──────── Given information ────────

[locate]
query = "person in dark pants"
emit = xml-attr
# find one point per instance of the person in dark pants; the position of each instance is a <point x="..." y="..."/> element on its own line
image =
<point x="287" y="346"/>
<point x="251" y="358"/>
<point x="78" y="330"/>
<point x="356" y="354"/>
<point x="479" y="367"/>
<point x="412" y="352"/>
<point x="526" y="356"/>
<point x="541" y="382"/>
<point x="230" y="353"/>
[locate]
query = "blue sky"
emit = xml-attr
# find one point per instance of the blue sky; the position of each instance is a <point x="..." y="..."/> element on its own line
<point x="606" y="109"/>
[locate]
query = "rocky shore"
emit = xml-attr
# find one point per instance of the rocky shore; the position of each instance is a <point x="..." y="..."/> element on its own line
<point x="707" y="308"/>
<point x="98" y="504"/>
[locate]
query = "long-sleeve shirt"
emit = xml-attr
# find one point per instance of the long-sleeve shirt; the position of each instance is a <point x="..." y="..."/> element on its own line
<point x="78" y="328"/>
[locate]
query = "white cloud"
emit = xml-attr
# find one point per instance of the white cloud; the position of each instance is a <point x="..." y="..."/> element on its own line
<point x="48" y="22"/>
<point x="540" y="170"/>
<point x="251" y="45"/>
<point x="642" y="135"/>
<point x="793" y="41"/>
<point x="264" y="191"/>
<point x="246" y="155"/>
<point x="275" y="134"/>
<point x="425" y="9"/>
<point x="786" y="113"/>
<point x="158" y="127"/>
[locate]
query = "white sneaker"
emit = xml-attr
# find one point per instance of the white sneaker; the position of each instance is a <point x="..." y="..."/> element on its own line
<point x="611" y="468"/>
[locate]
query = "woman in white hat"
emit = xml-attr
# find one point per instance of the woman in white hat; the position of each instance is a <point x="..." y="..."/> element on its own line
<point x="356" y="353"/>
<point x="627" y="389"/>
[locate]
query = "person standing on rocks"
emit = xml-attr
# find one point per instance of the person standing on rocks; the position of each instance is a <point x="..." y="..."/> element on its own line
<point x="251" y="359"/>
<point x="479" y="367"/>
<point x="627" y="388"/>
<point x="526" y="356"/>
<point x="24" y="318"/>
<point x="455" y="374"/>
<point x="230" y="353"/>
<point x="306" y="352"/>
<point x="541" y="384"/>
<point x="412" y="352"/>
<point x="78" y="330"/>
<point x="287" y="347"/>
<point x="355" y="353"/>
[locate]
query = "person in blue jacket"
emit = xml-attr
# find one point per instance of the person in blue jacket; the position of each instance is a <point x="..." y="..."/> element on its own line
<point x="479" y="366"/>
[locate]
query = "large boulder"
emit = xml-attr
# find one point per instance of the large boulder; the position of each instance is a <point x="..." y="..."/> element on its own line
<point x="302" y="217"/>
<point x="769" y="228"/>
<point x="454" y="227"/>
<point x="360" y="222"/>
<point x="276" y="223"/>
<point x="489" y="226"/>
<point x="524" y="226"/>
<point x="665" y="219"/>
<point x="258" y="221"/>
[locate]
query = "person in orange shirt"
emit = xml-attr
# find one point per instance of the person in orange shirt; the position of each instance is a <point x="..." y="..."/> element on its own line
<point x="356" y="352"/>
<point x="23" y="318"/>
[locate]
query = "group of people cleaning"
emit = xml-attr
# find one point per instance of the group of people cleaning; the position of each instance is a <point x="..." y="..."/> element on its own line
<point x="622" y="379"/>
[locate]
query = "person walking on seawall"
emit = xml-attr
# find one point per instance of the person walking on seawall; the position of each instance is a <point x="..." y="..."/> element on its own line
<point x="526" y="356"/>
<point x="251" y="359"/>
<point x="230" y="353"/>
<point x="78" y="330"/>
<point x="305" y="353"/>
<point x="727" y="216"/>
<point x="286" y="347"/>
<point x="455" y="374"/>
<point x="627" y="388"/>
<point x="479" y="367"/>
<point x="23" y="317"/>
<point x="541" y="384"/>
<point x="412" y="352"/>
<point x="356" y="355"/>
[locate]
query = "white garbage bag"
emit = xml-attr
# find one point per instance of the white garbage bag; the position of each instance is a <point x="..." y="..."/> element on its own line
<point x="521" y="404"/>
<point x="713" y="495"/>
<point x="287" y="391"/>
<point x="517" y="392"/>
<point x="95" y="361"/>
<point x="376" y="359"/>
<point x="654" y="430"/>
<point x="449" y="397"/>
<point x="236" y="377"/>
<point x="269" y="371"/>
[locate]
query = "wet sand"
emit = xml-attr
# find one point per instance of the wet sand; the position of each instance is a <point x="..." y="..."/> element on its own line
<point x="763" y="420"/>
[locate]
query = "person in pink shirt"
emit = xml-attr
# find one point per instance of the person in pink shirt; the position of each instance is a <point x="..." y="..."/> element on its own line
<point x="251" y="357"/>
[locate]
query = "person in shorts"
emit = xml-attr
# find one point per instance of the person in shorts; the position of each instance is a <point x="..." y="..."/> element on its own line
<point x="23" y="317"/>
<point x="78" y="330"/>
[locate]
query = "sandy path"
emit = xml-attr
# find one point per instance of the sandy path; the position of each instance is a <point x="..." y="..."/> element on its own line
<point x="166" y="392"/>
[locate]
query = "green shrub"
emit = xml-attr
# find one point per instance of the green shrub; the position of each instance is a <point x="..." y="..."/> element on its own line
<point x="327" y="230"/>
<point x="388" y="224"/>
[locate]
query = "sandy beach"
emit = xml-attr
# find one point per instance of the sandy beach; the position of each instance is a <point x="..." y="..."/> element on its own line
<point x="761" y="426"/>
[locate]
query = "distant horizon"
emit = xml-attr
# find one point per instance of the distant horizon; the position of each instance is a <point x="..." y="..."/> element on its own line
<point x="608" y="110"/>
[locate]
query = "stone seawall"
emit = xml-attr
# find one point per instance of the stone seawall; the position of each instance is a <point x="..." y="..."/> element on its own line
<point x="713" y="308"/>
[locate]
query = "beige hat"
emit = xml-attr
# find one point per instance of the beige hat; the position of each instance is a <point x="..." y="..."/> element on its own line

────────

**Your instructions**
Take the entries above and copy them out exactly.

**Output of the task**
[locate]
query = "person in dark pants"
emit = xml-attr
# find one point per instance of the person in dark pants; the position of each instance is a <point x="..." y="..."/> element on its own line
image =
<point x="287" y="346"/>
<point x="251" y="358"/>
<point x="78" y="330"/>
<point x="356" y="354"/>
<point x="479" y="367"/>
<point x="412" y="352"/>
<point x="526" y="356"/>
<point x="541" y="382"/>
<point x="230" y="353"/>
[locate]
query = "blue sky"
emit = xml-attr
# find one point per instance of the blue sky; the position of each instance is a <point x="..." y="..."/> element on its own line
<point x="606" y="109"/>
[locate]
query = "rocky shore"
emit = xml-attr
# find one point per instance of the rocky shore; the position of each instance is a <point x="..." y="..."/> element on its own line
<point x="707" y="308"/>
<point x="98" y="504"/>
[locate]
query = "long-sleeve shirt"
emit = xml-attr
# find one point per instance of the long-sleeve shirt; the position of each instance is a <point x="..." y="..."/> element on its own line
<point x="78" y="328"/>
[locate]
query = "white cloud"
emit = xml-attr
# find one point per instance of the white cloud; the position of each instance is a <point x="..." y="..."/> element on its own line
<point x="48" y="22"/>
<point x="540" y="170"/>
<point x="251" y="45"/>
<point x="642" y="135"/>
<point x="793" y="41"/>
<point x="264" y="191"/>
<point x="246" y="155"/>
<point x="275" y="134"/>
<point x="425" y="9"/>
<point x="786" y="113"/>
<point x="158" y="127"/>
[locate]
query = "white sneaker"
emit = xml-attr
# find one point per instance of the white sneaker; the position of each instance is a <point x="..." y="..."/> element on its own line
<point x="611" y="468"/>
[locate]
query = "woman in white hat"
emit = xml-attr
# find one point per instance of the woman in white hat; the position of each instance is a <point x="..." y="..."/> element on its own line
<point x="356" y="353"/>
<point x="627" y="389"/>
[locate]
query = "person standing on rocks"
emit = xml-attr
# find one point per instance of the person standing on rocks; the position of each instance is a <point x="..." y="..."/> element on its own line
<point x="251" y="359"/>
<point x="479" y="367"/>
<point x="627" y="388"/>
<point x="526" y="356"/>
<point x="24" y="318"/>
<point x="455" y="374"/>
<point x="230" y="353"/>
<point x="306" y="352"/>
<point x="541" y="384"/>
<point x="412" y="352"/>
<point x="78" y="330"/>
<point x="287" y="347"/>
<point x="355" y="353"/>
[locate]
query = "person in blue jacket"
emit = xml-attr
# find one point per instance of the person in blue jacket; the position of each instance is a <point x="..." y="..."/> element on its own line
<point x="479" y="366"/>
[locate]
query = "large boulder"
emit = xml-attr
# find one point per instance of the large boulder; the position of each instance is a <point x="..." y="..."/> element on its own line
<point x="302" y="217"/>
<point x="769" y="228"/>
<point x="454" y="227"/>
<point x="360" y="222"/>
<point x="276" y="223"/>
<point x="489" y="226"/>
<point x="524" y="226"/>
<point x="665" y="219"/>
<point x="258" y="221"/>
[locate]
query = "person in orange shirt"
emit = xml-attr
# find one point per instance of the person in orange shirt; the position of each instance is a <point x="..." y="..."/> element on its own line
<point x="356" y="352"/>
<point x="23" y="318"/>
[locate]
query = "group of people cleaning"
emit = xml-attr
# find one point per instance of the group of people cleaning; the position of each instance is a <point x="..." y="..."/> element on its own line
<point x="622" y="379"/>
[locate]
query = "person walking on seawall"
emit = xml-attr
# find one point per instance of the person walking on seawall; the position of each instance is a <point x="..." y="..."/> element on its own line
<point x="526" y="356"/>
<point x="251" y="359"/>
<point x="230" y="353"/>
<point x="78" y="330"/>
<point x="305" y="353"/>
<point x="727" y="216"/>
<point x="286" y="347"/>
<point x="455" y="374"/>
<point x="627" y="388"/>
<point x="479" y="367"/>
<point x="23" y="317"/>
<point x="541" y="384"/>
<point x="412" y="352"/>
<point x="356" y="355"/>
[locate]
query = "white garbage bag"
emit = xml-attr
# find one point per instance of the white garbage bag; the position of each instance is a <point x="..." y="..."/> element on its own line
<point x="521" y="404"/>
<point x="713" y="495"/>
<point x="287" y="391"/>
<point x="517" y="392"/>
<point x="95" y="361"/>
<point x="376" y="359"/>
<point x="654" y="430"/>
<point x="449" y="397"/>
<point x="236" y="377"/>
<point x="269" y="371"/>
[locate]
query = "wet sand"
emit = xml-attr
# find one point per instance of the wet sand; the position of each instance is a <point x="..." y="..."/> element on its own line
<point x="763" y="420"/>
[locate]
query = "person in pink shirt"
emit = xml-attr
# find one point per instance of the person in pink shirt; the position of each instance is a <point x="..." y="..."/> element on its own line
<point x="251" y="357"/>
[locate]
query = "person in shorts"
emit = xml-attr
# find one point per instance of the person in shorts; the position of each instance is a <point x="..." y="..."/> element on its own line
<point x="23" y="317"/>
<point x="78" y="330"/>
[locate]
query = "sandy path"
emit = xml-attr
# find one point per instance of the sandy path; the position of each instance is a <point x="..." y="..."/> element on its own line
<point x="166" y="392"/>
[locate]
query = "green shrub"
emit = xml-attr
# find one point per instance of the green shrub; the position of each instance is a <point x="..." y="..."/> element on its own line
<point x="327" y="230"/>
<point x="388" y="224"/>
[locate]
query = "sandy beach"
emit = xml-attr
# find one point per instance of the sandy beach; the position of each instance is a <point x="..." y="..."/> element on its own line
<point x="761" y="426"/>
[locate]
query = "distant horizon"
emit = xml-attr
# find one point per instance of the distant horizon; the position of each instance is a <point x="..." y="..."/> element on its own line
<point x="608" y="110"/>
[locate]
query = "stone seawall"
emit = xml-attr
# find one point per instance of the stone seawall; the position of each instance is a <point x="..." y="..."/> element on its own line
<point x="713" y="308"/>
[locate]
query = "beige hat"
emit = xml-attr
# find one point per instance of the beige hat; the position of each instance is a <point x="..." y="..."/> element on its own line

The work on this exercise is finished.